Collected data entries

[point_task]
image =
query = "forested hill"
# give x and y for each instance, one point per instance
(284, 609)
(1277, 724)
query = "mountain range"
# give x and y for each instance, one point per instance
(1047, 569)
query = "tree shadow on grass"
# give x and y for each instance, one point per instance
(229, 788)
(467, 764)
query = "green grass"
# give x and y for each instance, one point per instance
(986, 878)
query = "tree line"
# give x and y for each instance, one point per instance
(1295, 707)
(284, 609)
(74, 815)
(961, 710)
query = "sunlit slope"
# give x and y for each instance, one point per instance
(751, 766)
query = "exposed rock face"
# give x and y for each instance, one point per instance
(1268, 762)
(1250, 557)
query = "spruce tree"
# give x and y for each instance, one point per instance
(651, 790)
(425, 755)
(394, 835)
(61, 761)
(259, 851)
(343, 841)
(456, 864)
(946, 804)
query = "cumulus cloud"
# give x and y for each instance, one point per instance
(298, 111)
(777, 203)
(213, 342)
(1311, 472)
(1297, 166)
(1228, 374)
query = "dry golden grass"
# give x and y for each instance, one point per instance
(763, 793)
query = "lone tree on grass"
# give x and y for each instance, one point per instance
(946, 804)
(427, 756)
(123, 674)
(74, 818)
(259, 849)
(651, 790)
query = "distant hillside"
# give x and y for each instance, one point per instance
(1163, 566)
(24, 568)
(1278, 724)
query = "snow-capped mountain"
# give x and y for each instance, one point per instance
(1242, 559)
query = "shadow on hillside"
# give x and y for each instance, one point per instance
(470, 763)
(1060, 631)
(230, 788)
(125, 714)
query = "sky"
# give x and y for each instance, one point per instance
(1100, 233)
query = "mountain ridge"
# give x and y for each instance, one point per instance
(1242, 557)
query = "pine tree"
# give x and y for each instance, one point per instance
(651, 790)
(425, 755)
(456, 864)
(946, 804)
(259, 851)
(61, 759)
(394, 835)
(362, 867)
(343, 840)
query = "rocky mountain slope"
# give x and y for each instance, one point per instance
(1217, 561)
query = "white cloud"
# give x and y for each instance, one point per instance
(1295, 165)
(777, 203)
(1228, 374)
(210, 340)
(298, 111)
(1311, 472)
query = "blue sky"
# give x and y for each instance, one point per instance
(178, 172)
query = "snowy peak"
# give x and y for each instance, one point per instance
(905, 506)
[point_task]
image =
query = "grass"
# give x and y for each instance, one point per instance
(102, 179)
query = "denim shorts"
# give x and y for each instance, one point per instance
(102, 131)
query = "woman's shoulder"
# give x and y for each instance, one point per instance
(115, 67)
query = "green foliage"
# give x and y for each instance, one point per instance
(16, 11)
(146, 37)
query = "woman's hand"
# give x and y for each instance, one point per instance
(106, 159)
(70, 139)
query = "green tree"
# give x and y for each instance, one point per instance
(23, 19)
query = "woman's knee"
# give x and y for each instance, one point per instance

- **Assignment**
In the records, find every line that has the string "cloud" and copy it.

- **Solution**
query = "cumulus cloud"
query = "white cloud"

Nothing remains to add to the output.